What you need to do. From the listing below, select and copy every line containing the string "post".

Segmentation dataset records:
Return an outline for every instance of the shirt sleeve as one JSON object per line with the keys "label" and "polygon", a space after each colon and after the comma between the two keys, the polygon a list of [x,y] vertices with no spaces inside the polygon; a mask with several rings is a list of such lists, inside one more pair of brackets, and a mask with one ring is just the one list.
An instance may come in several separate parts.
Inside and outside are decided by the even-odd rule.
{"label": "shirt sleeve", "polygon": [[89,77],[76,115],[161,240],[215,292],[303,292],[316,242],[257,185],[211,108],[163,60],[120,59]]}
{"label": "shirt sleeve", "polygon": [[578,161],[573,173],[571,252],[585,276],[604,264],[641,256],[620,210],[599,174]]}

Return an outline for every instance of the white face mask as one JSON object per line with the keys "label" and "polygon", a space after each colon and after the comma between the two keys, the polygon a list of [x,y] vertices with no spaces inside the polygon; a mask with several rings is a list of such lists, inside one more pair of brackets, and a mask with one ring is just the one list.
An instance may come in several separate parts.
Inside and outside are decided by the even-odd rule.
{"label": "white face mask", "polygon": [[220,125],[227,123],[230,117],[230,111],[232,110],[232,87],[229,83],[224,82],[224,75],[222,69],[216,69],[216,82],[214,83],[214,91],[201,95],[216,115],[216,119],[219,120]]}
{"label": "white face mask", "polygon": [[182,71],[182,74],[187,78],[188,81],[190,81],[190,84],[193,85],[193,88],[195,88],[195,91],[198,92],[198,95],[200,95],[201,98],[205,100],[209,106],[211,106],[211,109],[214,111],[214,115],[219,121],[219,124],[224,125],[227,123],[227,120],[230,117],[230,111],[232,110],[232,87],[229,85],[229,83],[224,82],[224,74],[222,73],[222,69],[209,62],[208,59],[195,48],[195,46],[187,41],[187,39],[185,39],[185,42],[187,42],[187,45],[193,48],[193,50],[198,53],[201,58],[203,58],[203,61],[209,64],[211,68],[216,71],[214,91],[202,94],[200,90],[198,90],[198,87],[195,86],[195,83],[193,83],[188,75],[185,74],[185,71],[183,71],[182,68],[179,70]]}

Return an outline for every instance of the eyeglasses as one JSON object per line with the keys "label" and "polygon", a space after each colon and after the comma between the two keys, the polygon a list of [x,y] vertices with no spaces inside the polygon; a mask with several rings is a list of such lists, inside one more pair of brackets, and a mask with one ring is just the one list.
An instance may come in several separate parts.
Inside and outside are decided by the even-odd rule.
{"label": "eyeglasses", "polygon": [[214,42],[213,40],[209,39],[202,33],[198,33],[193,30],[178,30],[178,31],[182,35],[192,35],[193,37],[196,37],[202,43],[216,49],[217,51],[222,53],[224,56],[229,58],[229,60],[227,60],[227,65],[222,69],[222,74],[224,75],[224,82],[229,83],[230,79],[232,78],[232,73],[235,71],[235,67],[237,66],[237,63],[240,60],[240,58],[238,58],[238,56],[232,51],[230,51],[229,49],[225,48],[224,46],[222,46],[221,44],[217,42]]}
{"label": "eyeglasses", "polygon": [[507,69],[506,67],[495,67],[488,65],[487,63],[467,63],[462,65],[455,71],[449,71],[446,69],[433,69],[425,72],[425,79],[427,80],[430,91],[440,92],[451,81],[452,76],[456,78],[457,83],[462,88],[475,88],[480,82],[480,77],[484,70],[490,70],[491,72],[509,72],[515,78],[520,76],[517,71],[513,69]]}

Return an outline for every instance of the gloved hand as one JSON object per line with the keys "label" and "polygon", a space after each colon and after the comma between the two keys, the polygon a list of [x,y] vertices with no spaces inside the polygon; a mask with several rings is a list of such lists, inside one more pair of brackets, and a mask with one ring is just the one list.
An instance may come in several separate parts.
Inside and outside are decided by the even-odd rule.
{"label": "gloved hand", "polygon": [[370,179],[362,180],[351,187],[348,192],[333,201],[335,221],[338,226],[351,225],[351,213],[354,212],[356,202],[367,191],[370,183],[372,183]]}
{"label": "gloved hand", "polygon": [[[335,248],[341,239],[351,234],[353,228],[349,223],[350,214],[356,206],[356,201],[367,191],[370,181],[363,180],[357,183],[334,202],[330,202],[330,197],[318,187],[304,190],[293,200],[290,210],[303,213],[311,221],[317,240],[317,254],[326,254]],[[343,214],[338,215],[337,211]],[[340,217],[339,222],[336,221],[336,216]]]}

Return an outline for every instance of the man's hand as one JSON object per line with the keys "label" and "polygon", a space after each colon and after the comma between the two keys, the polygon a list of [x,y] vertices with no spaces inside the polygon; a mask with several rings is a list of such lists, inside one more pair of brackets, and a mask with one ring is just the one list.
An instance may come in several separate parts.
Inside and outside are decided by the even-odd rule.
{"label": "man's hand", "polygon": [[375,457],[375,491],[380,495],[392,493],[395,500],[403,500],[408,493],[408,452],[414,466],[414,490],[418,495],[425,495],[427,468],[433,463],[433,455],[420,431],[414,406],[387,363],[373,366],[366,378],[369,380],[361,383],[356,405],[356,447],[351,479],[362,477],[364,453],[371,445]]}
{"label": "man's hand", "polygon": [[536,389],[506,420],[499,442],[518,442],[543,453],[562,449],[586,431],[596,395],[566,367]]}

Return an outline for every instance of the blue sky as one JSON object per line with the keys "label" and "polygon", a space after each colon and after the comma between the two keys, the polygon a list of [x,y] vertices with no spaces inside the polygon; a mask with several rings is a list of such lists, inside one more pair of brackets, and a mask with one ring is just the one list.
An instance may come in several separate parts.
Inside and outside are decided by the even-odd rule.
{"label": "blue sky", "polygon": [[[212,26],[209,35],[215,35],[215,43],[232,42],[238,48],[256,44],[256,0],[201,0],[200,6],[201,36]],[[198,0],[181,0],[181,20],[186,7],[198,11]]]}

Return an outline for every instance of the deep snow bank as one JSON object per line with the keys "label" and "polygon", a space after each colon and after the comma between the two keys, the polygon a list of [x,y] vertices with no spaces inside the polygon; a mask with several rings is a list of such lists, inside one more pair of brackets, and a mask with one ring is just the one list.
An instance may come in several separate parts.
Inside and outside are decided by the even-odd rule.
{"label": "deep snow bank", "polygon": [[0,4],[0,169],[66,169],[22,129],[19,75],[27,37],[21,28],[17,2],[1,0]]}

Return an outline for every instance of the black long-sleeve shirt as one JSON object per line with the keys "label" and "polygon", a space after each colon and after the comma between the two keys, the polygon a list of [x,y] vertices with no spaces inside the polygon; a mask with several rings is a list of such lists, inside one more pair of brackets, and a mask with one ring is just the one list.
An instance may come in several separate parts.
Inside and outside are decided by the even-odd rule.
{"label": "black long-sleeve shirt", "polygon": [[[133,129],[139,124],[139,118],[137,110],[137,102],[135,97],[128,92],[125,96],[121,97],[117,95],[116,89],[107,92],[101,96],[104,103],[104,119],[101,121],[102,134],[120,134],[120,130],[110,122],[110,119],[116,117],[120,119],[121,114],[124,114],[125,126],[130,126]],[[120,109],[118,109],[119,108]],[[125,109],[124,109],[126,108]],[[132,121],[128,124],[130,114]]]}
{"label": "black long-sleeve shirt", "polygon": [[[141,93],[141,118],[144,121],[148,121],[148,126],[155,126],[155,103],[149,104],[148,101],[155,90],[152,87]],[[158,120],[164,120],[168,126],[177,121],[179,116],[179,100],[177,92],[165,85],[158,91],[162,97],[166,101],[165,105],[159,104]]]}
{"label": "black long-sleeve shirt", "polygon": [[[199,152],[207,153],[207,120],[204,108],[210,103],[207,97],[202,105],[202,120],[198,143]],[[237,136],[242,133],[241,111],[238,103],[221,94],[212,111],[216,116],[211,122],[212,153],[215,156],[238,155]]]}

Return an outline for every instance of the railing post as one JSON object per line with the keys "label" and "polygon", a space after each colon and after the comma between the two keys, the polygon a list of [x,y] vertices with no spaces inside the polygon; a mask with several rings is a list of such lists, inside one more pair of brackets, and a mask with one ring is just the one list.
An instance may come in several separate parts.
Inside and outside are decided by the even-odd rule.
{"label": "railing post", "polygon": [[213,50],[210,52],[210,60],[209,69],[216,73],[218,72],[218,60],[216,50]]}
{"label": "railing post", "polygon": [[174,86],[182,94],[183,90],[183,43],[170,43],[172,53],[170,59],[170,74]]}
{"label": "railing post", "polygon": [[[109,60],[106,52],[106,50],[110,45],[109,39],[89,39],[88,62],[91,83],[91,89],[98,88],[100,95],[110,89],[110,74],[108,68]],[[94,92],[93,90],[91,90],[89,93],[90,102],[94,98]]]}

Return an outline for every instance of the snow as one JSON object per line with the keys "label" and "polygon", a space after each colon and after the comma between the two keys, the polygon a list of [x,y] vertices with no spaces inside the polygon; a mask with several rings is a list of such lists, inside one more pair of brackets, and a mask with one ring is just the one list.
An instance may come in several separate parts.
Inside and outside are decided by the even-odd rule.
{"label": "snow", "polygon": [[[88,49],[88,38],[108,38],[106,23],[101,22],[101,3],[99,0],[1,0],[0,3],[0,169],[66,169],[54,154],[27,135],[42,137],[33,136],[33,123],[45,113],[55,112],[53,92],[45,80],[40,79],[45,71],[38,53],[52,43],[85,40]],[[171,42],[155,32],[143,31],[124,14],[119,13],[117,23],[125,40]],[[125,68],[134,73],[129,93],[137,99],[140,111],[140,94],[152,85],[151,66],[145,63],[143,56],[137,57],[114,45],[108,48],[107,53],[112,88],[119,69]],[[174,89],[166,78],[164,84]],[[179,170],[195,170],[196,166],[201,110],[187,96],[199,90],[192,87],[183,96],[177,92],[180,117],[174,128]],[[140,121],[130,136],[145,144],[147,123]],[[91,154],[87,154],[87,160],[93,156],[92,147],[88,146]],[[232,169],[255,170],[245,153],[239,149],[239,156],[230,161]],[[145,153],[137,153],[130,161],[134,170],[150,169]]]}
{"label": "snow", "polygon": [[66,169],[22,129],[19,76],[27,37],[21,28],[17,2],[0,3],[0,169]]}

The response.
Return an outline for every instance of the railing post as one JSON object per line with the keys "label" and "polygon", a space after each colon and after the comma between the two keys, the polygon a list of [x,y] vertices with no spaces inside the polygon; a mask with several rings is a list of such lists, inside one more pair of brackets, and a mask with one ring is just the one list.
{"label": "railing post", "polygon": [[213,50],[210,52],[210,60],[209,69],[216,73],[218,72],[218,60],[216,50]]}
{"label": "railing post", "polygon": [[174,86],[182,94],[183,90],[183,43],[170,43],[172,53],[170,59],[170,74]]}
{"label": "railing post", "polygon": [[[109,60],[106,52],[106,50],[110,45],[109,39],[89,39],[88,62],[91,83],[91,89],[98,88],[100,95],[110,89],[110,74],[108,68]],[[94,92],[93,90],[91,90],[89,93],[90,102],[94,98]]]}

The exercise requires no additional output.